[LERNTEXT]
BUNDESGERICHTSHOF
Az.: VI ZR 266/02
Verkündet am: 18.03.2003
Vorinstanzen: Pfälzisches OLG Zweibrücken – LG Landau
Leitsatz:
Ergeben nachträgliche Befunde eine Indikation für einen medizinischen Eingriff, der ohne wirksame Einwilligung vorgenommen wurde und deshalb rechtswidrig ist, rechtfertigt dieser Umstand regelmäßig den Eingriff nicht. Dies verbietet die Wahrung der persönlichen Entscheidungsfreiheit des Patienten, die nicht begrenzt werden darf durch das, was aus ärztlicher Sicht oder objektiv erforderlich und sinnvoll wäre.
[/LERNTEXT]
[LERNMATERIAL]
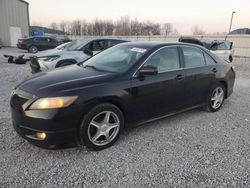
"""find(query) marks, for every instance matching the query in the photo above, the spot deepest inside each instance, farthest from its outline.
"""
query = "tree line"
(123, 26)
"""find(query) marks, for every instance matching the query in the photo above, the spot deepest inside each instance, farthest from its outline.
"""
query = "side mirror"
(147, 71)
(88, 52)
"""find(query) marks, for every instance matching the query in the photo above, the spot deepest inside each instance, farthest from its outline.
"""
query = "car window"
(209, 60)
(116, 59)
(112, 43)
(52, 40)
(164, 60)
(97, 45)
(193, 57)
(42, 39)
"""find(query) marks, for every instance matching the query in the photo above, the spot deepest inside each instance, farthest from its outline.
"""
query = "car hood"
(56, 52)
(65, 79)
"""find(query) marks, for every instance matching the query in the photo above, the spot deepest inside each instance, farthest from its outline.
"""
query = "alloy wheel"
(103, 128)
(217, 98)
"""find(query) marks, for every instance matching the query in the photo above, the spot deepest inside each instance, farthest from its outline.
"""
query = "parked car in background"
(63, 38)
(75, 52)
(54, 50)
(129, 84)
(222, 48)
(35, 44)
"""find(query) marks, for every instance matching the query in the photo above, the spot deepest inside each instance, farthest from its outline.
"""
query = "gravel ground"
(192, 149)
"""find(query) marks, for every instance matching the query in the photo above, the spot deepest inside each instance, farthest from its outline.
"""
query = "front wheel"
(216, 98)
(101, 126)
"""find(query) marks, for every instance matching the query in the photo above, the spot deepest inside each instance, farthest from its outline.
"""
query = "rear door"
(159, 94)
(199, 75)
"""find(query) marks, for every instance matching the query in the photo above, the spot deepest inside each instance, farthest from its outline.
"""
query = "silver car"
(222, 48)
(74, 52)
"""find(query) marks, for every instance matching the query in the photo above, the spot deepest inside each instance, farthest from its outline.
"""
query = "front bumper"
(53, 140)
(60, 126)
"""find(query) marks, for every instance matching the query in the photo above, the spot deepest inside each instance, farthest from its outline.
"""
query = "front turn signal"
(52, 103)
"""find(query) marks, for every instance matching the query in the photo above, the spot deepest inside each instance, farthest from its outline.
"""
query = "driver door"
(156, 95)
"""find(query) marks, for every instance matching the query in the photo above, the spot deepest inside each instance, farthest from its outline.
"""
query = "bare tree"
(135, 27)
(175, 32)
(123, 26)
(53, 25)
(196, 30)
(62, 26)
(167, 28)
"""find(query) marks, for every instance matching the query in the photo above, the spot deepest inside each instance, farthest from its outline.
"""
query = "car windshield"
(116, 59)
(76, 45)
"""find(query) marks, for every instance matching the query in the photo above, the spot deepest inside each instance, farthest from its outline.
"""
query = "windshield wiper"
(91, 66)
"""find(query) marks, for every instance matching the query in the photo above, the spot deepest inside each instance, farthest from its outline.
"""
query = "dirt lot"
(193, 149)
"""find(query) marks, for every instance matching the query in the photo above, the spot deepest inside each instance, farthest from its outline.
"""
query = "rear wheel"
(101, 126)
(216, 98)
(33, 49)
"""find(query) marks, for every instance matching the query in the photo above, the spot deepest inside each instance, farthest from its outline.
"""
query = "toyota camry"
(90, 103)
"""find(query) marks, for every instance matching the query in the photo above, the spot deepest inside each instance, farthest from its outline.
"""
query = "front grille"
(19, 98)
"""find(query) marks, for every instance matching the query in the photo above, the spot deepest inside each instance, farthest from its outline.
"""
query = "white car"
(74, 52)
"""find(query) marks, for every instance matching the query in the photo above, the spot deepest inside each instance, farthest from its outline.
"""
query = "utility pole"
(231, 21)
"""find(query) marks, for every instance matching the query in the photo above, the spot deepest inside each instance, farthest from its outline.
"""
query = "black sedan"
(130, 84)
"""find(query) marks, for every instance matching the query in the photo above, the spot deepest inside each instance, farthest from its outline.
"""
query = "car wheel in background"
(216, 98)
(101, 126)
(33, 49)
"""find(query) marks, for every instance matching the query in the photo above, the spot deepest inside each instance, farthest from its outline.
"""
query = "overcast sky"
(210, 15)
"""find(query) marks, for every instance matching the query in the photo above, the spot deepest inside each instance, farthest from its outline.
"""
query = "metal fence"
(241, 42)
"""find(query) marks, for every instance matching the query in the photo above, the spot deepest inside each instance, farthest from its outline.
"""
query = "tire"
(216, 98)
(98, 132)
(33, 49)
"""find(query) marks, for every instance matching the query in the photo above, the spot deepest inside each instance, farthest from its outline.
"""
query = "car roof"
(155, 44)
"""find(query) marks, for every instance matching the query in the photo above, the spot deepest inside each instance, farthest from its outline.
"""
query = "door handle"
(214, 70)
(179, 77)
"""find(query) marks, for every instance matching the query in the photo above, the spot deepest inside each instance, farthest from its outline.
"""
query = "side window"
(193, 57)
(97, 46)
(112, 43)
(164, 60)
(42, 39)
(209, 60)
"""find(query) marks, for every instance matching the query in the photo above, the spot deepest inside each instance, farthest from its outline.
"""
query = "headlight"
(52, 103)
(49, 58)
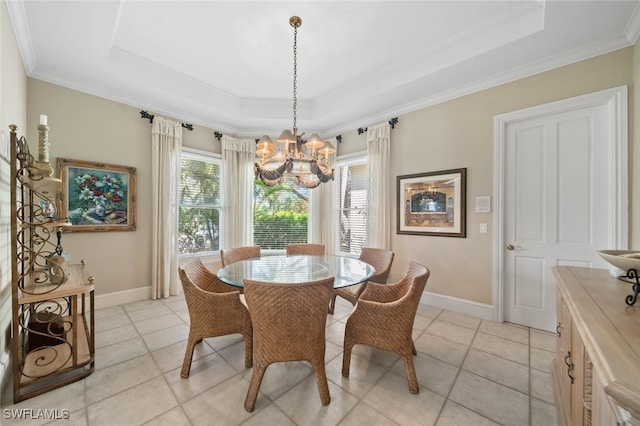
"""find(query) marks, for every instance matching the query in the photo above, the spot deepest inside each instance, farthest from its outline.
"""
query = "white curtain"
(166, 144)
(378, 194)
(238, 156)
(321, 224)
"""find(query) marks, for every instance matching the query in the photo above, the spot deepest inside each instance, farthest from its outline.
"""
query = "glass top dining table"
(297, 268)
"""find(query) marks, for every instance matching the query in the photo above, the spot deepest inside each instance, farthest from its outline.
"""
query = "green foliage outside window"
(280, 215)
(199, 198)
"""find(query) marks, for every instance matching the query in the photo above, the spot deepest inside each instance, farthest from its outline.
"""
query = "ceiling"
(228, 65)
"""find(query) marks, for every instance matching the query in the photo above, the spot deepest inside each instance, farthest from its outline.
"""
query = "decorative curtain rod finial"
(145, 114)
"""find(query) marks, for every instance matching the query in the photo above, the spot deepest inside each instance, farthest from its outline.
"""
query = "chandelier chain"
(295, 79)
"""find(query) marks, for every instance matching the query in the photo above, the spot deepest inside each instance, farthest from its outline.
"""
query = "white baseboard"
(122, 297)
(459, 306)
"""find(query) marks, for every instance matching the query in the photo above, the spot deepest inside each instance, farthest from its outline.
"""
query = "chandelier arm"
(295, 80)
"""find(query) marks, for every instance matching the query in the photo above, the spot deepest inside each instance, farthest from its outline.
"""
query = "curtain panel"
(238, 156)
(378, 194)
(166, 144)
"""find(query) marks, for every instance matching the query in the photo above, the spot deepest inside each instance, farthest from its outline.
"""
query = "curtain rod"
(392, 123)
(146, 115)
(218, 136)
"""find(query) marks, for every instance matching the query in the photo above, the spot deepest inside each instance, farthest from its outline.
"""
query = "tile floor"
(471, 372)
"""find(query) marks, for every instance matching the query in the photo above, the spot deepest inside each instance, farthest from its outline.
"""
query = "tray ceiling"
(228, 65)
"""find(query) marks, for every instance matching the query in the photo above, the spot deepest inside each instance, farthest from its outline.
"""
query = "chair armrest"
(222, 301)
(376, 314)
(383, 293)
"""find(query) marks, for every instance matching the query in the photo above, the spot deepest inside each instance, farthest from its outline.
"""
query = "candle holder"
(42, 164)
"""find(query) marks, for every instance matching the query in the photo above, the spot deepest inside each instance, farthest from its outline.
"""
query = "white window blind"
(200, 204)
(280, 215)
(352, 180)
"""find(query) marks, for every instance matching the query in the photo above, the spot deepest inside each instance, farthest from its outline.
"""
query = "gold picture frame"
(433, 203)
(97, 197)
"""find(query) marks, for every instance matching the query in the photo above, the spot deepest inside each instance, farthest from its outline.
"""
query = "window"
(351, 177)
(200, 206)
(280, 214)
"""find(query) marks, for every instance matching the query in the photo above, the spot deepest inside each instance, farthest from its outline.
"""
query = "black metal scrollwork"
(632, 274)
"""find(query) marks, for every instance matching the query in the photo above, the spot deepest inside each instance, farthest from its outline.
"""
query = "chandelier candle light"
(306, 160)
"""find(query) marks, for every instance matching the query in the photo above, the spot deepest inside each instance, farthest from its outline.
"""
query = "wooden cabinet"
(52, 302)
(596, 372)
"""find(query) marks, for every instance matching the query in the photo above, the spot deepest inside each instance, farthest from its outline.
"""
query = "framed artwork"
(97, 196)
(433, 203)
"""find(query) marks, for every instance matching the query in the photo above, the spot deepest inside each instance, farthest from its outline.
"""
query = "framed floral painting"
(97, 196)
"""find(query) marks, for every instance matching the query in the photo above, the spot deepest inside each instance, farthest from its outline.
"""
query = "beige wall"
(13, 110)
(85, 127)
(459, 133)
(453, 134)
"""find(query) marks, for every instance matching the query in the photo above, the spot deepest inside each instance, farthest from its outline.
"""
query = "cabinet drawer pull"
(569, 366)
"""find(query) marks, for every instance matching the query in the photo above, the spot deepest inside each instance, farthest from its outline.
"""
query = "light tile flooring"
(471, 372)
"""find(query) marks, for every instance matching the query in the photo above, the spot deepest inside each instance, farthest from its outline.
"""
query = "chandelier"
(306, 160)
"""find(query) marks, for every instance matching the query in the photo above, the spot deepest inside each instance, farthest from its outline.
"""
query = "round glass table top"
(299, 268)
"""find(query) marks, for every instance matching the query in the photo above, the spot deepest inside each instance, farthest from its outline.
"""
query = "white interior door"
(560, 205)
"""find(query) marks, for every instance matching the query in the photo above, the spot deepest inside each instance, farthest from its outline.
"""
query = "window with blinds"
(200, 205)
(351, 177)
(280, 214)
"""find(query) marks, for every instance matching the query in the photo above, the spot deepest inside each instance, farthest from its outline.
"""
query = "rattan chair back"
(310, 249)
(233, 255)
(381, 260)
(215, 310)
(289, 325)
(383, 318)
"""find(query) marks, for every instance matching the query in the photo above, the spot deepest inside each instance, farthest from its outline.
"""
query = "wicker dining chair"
(381, 261)
(383, 318)
(215, 310)
(311, 249)
(233, 255)
(289, 325)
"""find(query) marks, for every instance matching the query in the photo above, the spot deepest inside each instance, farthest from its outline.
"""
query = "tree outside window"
(280, 214)
(199, 204)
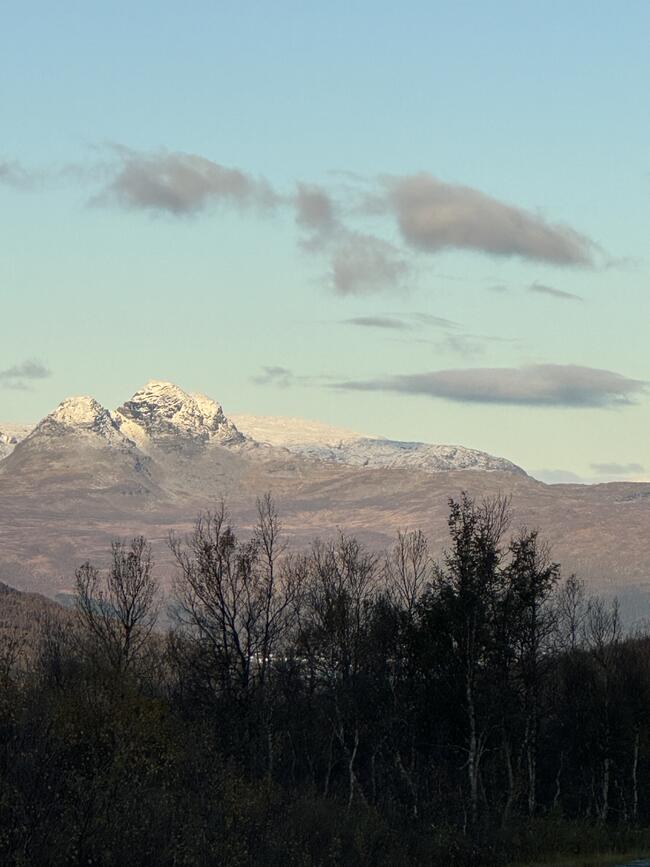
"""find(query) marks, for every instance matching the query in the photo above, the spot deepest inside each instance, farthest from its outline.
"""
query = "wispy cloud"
(549, 385)
(560, 294)
(415, 213)
(386, 323)
(20, 375)
(364, 264)
(614, 469)
(178, 183)
(433, 215)
(274, 375)
(13, 174)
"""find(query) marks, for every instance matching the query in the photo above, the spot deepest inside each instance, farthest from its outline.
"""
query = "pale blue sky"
(538, 106)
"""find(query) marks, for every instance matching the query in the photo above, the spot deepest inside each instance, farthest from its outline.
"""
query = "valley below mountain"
(85, 475)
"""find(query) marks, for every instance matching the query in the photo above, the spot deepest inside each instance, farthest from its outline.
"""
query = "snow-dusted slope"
(10, 435)
(279, 431)
(164, 414)
(80, 415)
(338, 445)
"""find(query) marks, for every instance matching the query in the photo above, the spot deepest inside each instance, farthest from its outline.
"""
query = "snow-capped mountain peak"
(81, 414)
(163, 412)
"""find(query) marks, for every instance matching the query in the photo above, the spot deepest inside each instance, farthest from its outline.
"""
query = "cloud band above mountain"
(549, 385)
(19, 375)
(433, 216)
(179, 183)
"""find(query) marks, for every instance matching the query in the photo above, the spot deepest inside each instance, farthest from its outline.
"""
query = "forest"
(327, 707)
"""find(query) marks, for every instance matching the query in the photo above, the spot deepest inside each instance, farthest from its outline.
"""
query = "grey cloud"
(19, 375)
(434, 321)
(179, 183)
(280, 376)
(364, 264)
(614, 469)
(315, 210)
(554, 293)
(433, 216)
(14, 175)
(555, 385)
(384, 322)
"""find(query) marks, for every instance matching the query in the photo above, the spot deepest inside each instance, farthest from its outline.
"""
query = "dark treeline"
(327, 708)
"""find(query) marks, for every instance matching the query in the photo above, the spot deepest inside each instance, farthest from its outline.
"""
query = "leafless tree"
(407, 569)
(118, 609)
(232, 597)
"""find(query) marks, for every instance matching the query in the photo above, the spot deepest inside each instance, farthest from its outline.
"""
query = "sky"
(424, 220)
[/LERNMATERIAL]
Gib den Abschnitt des Lerntexts wortgetreu wieder, der mit „BUNDESGERICHTSHOF“ beginnt und bis einschließlich „und sinnvoll wäre.“ reicht. Das Material steht für sich und gehört nicht zum Lerntext.

◆ LÖSUNG:
BUNDESGERICHTSHOF
Az.: VI ZR 266/02
Verkündet am: 18.03.2003
Vorinstanzen: Pfälzisches OLG Zweibrücken – LG Landau
Leitsatz:
Ergeben nachträgliche Befunde eine Indikation für einen medizinischen Eingriff, der ohne wirksame Einwilligung vorgenommen wurde und deshalb rechtswidrig ist, rechtfertigt dieser Umstand regelmäßig den Eingriff nicht. Dies verbietet die Wahrung der persönlichen Entscheidungsfreiheit des Patienten, die nicht begrenzt werden darf durch das, was aus ärztlicher Sicht oder objektiv erforderlich und sinnvoll wäre.